**TASK OBJECTIVE**
Below are the records; give again exactly the line with "column 135, row 255", the line with "column 466, row 91", and each line that lies between them, and nothing besides.

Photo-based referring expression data
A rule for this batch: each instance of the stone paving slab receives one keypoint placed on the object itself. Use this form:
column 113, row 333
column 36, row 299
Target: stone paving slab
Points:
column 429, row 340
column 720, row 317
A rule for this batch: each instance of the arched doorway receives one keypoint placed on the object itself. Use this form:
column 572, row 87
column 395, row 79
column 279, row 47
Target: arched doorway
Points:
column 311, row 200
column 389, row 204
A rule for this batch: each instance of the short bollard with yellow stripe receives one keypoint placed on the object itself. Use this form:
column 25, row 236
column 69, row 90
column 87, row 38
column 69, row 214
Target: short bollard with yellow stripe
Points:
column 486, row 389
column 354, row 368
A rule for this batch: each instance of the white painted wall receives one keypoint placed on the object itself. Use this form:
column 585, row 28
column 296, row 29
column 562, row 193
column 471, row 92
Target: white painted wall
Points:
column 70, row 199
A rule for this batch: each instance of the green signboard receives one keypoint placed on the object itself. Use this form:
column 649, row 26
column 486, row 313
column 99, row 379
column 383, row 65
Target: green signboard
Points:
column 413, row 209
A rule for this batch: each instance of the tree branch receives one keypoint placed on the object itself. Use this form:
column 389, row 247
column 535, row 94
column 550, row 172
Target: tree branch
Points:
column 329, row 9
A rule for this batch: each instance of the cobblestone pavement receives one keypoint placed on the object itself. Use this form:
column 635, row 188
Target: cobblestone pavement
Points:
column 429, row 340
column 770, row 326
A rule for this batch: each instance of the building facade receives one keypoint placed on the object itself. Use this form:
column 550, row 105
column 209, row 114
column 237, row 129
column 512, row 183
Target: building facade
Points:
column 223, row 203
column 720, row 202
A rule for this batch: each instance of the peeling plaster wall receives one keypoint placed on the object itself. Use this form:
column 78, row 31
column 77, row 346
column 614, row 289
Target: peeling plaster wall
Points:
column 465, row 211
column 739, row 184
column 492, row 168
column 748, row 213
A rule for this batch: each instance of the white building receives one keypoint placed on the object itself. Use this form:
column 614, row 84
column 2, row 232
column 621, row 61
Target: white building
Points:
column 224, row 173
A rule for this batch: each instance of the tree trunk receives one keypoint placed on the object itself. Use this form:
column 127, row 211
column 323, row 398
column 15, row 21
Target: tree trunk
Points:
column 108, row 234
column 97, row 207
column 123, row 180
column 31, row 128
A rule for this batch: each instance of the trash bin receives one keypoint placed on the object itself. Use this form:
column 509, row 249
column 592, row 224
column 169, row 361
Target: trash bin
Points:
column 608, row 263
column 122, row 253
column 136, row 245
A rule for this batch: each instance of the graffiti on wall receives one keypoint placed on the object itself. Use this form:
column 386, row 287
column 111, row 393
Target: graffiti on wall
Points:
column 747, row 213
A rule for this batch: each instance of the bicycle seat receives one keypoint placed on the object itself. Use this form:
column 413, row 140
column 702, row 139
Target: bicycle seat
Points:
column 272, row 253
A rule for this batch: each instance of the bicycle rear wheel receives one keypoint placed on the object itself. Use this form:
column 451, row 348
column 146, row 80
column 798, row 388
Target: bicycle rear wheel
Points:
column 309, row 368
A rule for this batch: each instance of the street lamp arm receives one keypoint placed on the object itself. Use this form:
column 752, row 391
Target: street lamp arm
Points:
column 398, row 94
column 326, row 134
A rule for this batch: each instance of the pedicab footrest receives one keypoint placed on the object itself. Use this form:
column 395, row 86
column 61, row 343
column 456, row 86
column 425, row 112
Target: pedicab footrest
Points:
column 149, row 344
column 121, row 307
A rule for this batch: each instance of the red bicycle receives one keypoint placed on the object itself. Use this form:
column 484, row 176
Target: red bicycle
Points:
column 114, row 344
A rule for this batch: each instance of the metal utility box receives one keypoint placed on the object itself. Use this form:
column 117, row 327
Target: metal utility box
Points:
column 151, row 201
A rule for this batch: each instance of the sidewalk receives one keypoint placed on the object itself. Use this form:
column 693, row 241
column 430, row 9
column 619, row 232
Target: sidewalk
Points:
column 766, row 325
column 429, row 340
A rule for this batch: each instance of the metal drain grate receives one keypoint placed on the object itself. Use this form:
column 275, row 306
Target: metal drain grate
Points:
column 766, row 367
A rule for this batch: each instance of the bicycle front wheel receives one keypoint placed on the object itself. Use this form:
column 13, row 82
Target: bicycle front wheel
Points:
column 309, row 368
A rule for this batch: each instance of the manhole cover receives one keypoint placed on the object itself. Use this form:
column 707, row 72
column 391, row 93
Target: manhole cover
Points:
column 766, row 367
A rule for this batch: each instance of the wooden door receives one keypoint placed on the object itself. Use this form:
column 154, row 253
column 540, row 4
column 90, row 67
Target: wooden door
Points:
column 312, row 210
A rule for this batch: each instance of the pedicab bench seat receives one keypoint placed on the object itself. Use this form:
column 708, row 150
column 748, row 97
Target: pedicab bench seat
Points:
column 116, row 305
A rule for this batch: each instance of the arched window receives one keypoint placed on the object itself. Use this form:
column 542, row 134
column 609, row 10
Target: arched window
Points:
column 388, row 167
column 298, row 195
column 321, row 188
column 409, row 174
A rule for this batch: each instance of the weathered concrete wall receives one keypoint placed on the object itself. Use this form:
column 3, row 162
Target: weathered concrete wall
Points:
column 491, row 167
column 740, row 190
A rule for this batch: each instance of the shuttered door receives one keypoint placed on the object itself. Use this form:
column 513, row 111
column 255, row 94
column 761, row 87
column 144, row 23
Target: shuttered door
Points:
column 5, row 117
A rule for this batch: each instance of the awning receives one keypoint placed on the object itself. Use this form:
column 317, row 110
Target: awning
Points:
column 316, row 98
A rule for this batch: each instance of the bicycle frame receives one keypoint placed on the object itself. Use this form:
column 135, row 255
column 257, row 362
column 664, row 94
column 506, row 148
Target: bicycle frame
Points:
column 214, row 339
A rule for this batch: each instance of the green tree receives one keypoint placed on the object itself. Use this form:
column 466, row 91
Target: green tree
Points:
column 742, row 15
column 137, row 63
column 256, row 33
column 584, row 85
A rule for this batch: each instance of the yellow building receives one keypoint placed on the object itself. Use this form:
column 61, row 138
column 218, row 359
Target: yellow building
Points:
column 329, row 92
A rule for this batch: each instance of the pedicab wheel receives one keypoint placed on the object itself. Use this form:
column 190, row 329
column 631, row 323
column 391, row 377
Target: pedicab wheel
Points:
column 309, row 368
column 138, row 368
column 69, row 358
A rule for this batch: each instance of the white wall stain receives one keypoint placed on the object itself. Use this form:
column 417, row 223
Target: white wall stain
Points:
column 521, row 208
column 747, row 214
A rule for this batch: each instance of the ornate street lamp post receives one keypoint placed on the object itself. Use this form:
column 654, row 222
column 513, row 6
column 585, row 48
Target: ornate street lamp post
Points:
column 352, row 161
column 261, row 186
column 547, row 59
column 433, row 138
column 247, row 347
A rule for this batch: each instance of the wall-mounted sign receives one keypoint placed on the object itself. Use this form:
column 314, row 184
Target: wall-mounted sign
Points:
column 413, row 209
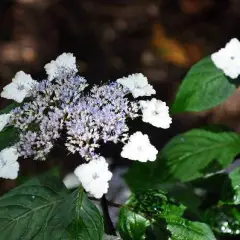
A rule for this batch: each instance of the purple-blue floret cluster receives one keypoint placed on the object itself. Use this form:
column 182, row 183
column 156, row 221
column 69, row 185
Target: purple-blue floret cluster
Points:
column 84, row 120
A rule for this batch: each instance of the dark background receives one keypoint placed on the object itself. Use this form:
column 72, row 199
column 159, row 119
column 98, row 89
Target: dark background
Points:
column 113, row 38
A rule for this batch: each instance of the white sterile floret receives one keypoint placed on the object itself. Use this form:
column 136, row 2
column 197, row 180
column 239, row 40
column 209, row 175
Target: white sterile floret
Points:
column 19, row 88
column 156, row 113
column 139, row 148
column 228, row 59
column 94, row 176
column 71, row 181
column 9, row 166
column 64, row 64
column 137, row 84
column 4, row 119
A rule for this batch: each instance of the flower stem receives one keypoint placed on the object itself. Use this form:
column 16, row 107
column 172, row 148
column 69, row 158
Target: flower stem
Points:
column 108, row 225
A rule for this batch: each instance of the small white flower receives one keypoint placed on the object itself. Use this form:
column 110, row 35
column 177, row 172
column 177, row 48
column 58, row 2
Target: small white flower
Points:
column 156, row 113
column 71, row 181
column 137, row 84
column 9, row 166
column 94, row 176
column 228, row 59
column 4, row 119
column 139, row 148
column 65, row 62
column 19, row 88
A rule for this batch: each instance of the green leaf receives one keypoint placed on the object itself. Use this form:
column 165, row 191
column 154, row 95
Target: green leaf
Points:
column 190, row 155
column 204, row 87
column 235, row 181
column 187, row 156
column 84, row 221
column 8, row 137
column 43, row 209
column 154, row 203
column 153, row 215
column 132, row 226
column 149, row 175
column 224, row 219
column 182, row 229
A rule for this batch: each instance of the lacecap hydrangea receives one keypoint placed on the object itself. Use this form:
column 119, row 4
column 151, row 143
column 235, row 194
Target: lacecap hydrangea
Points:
column 64, row 107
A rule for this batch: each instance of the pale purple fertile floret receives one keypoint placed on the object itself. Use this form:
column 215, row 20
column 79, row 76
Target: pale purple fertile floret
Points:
column 61, row 109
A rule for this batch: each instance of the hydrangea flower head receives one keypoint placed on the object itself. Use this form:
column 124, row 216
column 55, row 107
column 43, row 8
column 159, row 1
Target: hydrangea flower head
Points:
column 64, row 64
column 61, row 109
column 19, row 88
column 137, row 84
column 228, row 59
column 139, row 148
column 156, row 113
column 9, row 166
column 94, row 176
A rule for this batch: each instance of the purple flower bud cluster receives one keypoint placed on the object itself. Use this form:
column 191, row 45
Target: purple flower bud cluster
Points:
column 61, row 109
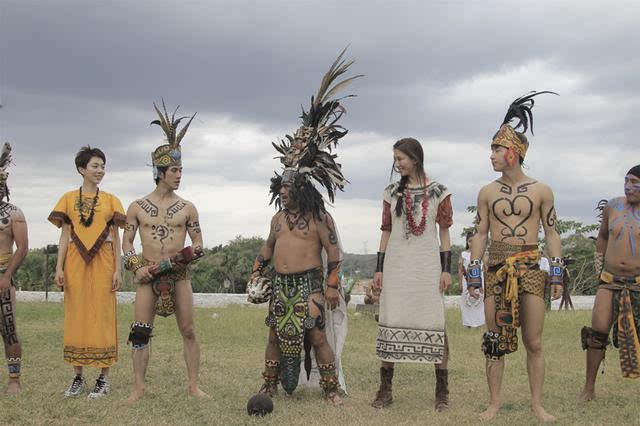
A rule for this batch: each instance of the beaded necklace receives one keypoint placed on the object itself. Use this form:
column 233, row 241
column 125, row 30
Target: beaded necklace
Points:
column 416, row 230
column 87, row 222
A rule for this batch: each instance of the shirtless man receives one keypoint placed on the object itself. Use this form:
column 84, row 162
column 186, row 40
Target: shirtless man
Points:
column 618, row 296
column 300, row 230
column 511, row 210
column 295, row 243
column 164, row 286
column 13, row 229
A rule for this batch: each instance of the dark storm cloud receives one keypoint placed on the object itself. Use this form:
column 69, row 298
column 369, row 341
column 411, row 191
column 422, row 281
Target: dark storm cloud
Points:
column 85, row 72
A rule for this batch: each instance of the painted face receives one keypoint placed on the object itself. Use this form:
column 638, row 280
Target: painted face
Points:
column 285, row 197
column 632, row 188
column 403, row 163
column 172, row 177
column 502, row 157
column 94, row 172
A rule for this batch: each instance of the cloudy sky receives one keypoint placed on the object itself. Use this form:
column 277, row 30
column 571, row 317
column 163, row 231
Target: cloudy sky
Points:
column 86, row 72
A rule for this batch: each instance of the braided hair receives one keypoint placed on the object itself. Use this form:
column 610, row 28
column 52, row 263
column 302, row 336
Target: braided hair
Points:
column 412, row 148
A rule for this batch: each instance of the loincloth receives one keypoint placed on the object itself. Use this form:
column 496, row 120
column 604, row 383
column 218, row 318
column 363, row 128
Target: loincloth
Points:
column 289, row 316
column 164, row 287
column 512, row 271
column 626, row 325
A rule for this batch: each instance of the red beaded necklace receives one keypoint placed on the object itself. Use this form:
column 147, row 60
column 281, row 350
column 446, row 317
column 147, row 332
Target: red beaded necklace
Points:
column 416, row 230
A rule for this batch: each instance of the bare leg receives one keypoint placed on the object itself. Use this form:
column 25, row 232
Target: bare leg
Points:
column 12, row 348
column 324, row 353
column 601, row 321
column 494, row 369
column 144, row 312
column 532, row 320
column 184, row 317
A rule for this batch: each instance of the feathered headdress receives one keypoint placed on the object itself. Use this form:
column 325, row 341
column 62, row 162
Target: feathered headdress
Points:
column 307, row 155
column 519, row 109
column 5, row 161
column 169, row 154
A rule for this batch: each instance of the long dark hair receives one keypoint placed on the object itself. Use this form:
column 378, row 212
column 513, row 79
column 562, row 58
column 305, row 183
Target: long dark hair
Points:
column 411, row 148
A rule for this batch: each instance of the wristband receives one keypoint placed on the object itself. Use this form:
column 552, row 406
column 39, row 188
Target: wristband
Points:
column 133, row 261
column 380, row 262
column 474, row 274
column 445, row 261
column 556, row 272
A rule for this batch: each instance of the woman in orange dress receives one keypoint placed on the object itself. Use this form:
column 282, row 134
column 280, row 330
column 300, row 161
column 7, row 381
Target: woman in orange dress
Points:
column 88, row 270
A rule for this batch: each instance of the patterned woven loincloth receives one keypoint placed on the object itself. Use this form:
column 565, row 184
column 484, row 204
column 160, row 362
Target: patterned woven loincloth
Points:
column 626, row 324
column 513, row 270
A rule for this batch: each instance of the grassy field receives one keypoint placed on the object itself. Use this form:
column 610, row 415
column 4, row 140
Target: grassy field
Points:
column 232, row 342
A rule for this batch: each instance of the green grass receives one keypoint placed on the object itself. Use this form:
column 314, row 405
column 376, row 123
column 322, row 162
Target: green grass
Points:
column 232, row 344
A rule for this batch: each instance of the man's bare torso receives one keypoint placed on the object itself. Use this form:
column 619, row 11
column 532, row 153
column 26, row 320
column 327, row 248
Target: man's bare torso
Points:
column 8, row 212
column 298, row 246
column 162, row 225
column 622, row 256
column 515, row 212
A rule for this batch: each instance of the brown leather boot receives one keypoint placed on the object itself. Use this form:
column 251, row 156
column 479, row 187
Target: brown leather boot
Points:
column 442, row 390
column 384, row 397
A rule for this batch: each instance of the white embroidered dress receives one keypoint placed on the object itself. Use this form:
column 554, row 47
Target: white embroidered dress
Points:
column 411, row 319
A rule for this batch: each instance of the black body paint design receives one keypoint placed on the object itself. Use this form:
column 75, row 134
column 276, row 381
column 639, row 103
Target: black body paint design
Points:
column 149, row 208
column 175, row 208
column 510, row 208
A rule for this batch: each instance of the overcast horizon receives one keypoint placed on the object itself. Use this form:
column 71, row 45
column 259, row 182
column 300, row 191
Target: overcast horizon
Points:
column 74, row 73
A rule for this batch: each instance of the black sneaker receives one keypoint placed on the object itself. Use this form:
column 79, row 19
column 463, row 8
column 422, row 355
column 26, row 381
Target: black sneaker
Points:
column 76, row 388
column 101, row 389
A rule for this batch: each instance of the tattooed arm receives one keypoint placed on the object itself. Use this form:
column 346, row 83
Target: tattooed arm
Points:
column 266, row 251
column 20, row 237
column 141, row 273
column 552, row 239
column 479, row 240
column 193, row 227
column 549, row 223
column 329, row 239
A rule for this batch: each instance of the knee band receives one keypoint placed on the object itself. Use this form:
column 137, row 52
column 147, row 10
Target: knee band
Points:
column 140, row 334
column 492, row 347
column 593, row 339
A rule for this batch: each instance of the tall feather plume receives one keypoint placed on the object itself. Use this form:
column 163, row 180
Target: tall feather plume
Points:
column 170, row 125
column 520, row 109
column 312, row 156
column 5, row 156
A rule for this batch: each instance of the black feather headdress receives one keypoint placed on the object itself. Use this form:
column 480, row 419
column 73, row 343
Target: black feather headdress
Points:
column 520, row 109
column 307, row 155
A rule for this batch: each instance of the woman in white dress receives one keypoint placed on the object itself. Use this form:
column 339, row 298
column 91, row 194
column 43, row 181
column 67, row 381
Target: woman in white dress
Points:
column 416, row 258
column 471, row 305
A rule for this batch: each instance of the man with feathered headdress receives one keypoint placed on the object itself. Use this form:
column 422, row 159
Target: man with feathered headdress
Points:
column 511, row 210
column 13, row 229
column 617, row 304
column 162, row 269
column 300, row 230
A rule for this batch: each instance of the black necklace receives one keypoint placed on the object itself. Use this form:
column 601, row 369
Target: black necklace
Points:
column 87, row 222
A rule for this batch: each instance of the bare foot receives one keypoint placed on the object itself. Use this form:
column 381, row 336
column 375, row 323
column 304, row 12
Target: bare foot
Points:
column 334, row 399
column 587, row 395
column 135, row 395
column 198, row 393
column 542, row 415
column 14, row 387
column 490, row 412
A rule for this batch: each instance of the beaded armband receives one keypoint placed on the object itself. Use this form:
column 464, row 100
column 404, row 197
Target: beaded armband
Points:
column 474, row 274
column 556, row 272
column 380, row 262
column 598, row 263
column 445, row 261
column 133, row 261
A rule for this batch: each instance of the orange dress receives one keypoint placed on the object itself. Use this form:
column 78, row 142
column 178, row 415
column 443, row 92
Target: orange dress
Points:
column 90, row 326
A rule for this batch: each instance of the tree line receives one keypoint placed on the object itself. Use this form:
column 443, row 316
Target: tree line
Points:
column 227, row 268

**SOLUTION FOR THIS PROBLEM**
column 135, row 255
column 257, row 362
column 664, row 94
column 506, row 148
Target: bicycle frame
Points:
column 214, row 339
A rule for this batch: each instance of the green tree receives one keypoint placed on the object itself. Use this form:
column 466, row 91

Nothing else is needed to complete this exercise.